__Saved entries__
[Start of section]
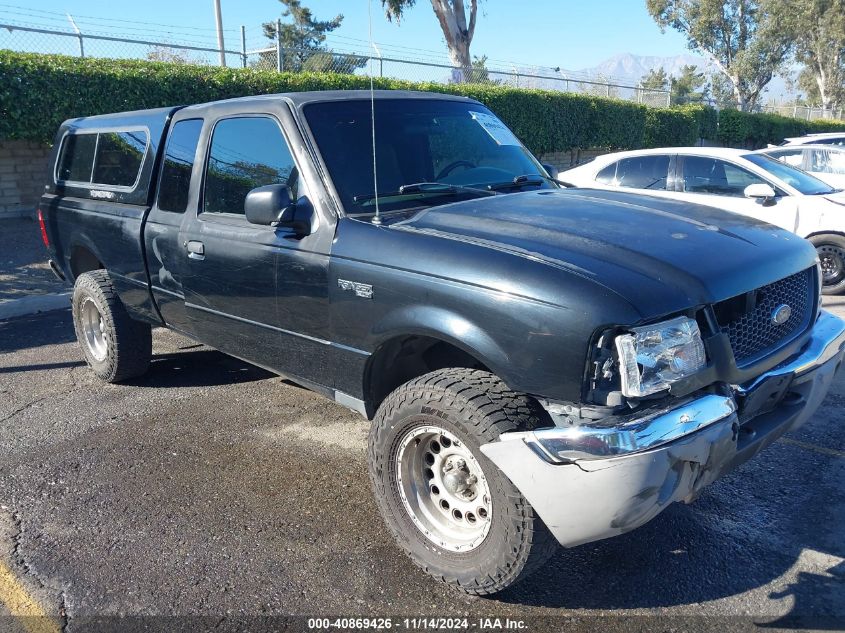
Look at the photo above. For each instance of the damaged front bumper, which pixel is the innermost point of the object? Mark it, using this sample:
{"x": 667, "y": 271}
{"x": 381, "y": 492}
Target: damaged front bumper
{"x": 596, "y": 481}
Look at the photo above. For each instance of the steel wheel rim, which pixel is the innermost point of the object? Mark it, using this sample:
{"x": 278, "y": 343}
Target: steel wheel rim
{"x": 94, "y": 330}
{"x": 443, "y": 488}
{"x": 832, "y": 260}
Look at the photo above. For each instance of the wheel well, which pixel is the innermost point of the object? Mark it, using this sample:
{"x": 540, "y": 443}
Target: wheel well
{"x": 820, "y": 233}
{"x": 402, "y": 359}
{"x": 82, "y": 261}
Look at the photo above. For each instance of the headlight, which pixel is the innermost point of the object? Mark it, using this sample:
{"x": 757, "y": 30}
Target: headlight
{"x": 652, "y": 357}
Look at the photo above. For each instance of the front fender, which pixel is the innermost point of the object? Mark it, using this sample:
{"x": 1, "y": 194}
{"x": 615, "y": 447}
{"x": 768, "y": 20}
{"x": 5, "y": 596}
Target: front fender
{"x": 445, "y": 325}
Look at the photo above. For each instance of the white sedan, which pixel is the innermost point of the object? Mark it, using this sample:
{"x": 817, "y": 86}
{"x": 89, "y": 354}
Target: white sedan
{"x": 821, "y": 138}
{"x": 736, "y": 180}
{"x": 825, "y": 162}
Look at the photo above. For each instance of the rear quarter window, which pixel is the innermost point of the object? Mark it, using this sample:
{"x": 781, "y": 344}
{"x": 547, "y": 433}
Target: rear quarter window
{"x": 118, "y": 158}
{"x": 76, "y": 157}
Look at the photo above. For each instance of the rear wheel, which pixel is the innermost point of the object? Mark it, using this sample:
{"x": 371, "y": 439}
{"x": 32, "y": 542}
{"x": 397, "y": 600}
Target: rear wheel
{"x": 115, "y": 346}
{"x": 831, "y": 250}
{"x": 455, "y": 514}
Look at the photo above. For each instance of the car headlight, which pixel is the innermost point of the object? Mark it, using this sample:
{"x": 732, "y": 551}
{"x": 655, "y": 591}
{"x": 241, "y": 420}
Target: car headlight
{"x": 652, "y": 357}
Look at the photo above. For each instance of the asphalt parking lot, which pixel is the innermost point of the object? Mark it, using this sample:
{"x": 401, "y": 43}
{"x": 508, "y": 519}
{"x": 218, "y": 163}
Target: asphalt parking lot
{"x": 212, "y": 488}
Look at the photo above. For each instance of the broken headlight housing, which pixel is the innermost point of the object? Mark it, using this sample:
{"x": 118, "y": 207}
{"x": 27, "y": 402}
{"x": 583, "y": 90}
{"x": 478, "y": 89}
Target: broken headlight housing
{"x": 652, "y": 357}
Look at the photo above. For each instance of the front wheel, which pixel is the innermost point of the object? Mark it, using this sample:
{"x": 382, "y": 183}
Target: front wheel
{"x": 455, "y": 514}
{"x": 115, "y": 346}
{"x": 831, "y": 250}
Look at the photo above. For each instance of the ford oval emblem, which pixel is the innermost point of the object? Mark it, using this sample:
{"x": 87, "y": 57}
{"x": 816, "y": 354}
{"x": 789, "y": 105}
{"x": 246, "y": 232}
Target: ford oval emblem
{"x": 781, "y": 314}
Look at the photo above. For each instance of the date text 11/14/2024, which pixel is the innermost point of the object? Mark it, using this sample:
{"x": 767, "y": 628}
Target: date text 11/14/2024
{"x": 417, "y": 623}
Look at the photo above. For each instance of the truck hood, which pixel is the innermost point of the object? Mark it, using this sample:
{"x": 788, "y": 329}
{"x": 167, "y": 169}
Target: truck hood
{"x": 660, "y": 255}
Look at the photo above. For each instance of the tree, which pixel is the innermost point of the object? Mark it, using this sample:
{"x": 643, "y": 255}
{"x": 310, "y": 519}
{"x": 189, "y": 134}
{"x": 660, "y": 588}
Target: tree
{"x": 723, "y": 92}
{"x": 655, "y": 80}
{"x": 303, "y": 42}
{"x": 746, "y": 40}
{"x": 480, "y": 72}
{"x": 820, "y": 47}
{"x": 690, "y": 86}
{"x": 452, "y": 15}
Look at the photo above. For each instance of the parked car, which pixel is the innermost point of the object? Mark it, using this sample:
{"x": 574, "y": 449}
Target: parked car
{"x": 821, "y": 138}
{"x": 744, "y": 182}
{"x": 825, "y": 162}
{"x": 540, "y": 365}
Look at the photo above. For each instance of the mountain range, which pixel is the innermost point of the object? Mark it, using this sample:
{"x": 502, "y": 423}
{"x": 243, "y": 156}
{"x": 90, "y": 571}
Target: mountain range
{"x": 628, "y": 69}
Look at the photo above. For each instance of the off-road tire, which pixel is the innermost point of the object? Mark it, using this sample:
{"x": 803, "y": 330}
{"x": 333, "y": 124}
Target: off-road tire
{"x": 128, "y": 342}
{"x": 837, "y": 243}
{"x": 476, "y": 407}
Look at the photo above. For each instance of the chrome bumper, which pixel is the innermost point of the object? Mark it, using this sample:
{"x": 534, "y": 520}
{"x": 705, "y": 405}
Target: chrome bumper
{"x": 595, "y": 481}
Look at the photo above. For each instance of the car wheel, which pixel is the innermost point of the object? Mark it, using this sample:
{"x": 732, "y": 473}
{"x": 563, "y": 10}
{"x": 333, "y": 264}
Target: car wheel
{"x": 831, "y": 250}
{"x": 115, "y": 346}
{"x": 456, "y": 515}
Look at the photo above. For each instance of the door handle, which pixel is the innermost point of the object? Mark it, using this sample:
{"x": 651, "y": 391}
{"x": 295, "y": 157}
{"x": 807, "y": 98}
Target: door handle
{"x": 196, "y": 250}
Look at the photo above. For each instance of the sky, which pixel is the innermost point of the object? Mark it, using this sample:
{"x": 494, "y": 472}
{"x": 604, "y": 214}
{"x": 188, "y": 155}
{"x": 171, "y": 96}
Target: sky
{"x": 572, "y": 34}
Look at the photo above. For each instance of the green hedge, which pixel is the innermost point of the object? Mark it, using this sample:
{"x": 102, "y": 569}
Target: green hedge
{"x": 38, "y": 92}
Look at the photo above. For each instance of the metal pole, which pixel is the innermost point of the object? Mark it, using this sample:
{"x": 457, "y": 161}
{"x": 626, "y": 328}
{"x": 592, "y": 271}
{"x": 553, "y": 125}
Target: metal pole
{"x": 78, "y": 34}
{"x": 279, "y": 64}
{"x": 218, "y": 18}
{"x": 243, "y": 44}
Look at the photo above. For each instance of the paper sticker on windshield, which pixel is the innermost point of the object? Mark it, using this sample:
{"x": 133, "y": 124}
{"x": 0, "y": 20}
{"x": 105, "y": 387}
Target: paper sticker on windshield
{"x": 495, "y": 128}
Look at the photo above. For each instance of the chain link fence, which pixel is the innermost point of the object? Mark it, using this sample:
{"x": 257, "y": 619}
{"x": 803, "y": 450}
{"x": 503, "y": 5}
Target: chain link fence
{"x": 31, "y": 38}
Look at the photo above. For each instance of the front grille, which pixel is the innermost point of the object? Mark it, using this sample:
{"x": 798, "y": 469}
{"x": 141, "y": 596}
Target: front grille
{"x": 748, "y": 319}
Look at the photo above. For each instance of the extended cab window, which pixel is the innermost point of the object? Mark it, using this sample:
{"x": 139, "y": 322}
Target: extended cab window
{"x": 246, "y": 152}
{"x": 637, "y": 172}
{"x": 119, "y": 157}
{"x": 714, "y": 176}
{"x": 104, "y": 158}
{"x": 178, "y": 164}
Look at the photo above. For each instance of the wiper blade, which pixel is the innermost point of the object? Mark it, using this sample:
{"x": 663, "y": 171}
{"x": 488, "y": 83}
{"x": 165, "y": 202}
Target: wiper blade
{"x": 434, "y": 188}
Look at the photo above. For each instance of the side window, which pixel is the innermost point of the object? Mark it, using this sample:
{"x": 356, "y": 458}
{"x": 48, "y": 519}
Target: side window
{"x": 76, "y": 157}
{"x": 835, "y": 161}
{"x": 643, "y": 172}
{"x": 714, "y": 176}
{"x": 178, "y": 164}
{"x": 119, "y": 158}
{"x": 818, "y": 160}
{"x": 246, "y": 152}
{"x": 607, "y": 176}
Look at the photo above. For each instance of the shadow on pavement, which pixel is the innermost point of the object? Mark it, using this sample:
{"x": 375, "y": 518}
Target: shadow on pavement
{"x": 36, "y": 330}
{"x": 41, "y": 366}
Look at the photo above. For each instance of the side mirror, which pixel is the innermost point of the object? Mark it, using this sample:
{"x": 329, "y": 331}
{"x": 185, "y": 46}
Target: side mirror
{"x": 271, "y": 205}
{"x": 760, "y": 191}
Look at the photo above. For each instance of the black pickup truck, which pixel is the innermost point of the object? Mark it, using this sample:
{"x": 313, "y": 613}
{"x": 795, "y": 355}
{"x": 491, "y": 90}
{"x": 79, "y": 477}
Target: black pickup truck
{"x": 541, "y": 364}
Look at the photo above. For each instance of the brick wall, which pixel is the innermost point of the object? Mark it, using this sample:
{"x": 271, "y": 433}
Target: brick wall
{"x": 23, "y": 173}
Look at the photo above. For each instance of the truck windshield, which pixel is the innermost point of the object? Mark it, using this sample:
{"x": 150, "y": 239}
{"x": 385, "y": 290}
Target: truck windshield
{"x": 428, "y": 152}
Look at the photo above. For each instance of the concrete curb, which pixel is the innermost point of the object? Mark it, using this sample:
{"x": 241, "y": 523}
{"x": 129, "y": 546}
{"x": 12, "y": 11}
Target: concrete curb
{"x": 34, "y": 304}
[End of section]
__What you have to do__
Using the records above, copy word for word the line with "Target: side window", the line with "Look at the photo above. For each instance of the black", and every line between them.

__Expected output__
Target: side window
{"x": 76, "y": 157}
{"x": 835, "y": 161}
{"x": 643, "y": 172}
{"x": 714, "y": 176}
{"x": 178, "y": 164}
{"x": 119, "y": 158}
{"x": 818, "y": 160}
{"x": 246, "y": 152}
{"x": 607, "y": 176}
Look at the photo above. For each instance of the shadow on pavement, which pixel is the innermost point of the object? Mark it, using this sample:
{"x": 375, "y": 518}
Target: shadow on pavement
{"x": 36, "y": 330}
{"x": 41, "y": 366}
Look at the photo above. For each instance of the side mirror, which pixel is the innermost point of the object? Mark it, using this sample:
{"x": 329, "y": 331}
{"x": 185, "y": 46}
Target: side mirror
{"x": 271, "y": 205}
{"x": 760, "y": 191}
Look at the photo above. For each instance of the black pickup truck, which pixel is the innermost point of the object? Mark it, using this sample:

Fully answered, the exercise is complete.